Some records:
════════

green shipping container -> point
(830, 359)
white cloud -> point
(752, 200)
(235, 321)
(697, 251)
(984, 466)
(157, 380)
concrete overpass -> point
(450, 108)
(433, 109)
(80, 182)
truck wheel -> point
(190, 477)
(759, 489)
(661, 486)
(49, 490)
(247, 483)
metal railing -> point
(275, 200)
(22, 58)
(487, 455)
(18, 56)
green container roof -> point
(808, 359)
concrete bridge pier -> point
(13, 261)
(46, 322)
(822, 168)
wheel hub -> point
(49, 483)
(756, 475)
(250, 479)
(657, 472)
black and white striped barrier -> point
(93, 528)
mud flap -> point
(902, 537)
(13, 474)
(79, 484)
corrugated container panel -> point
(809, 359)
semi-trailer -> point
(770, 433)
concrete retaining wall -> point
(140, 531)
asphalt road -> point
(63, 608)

════════

Reproduce precisely the span of lines that begins at the line containing "white cloud -> point" and ends with the last line of the listing.

white cloud -> point
(752, 200)
(235, 321)
(697, 251)
(984, 466)
(157, 380)
concrete overpass -> point
(450, 108)
(433, 109)
(80, 182)
truck wheel -> point
(190, 477)
(759, 489)
(661, 486)
(49, 490)
(247, 483)
metal railing -> point
(275, 200)
(22, 58)
(487, 455)
(18, 56)
green container roof -> point
(808, 359)
concrete bridge pier -> point
(13, 261)
(46, 322)
(822, 168)
wheel hub -> point
(49, 483)
(756, 475)
(250, 479)
(657, 472)
black and white striped barrier -> point
(93, 528)
mud flap -> point
(902, 537)
(13, 474)
(79, 484)
corrugated container panel -> point
(809, 359)
semi-trailer -> point
(770, 433)
concrete retaining wall -> point
(140, 531)
asphalt road -> point
(63, 608)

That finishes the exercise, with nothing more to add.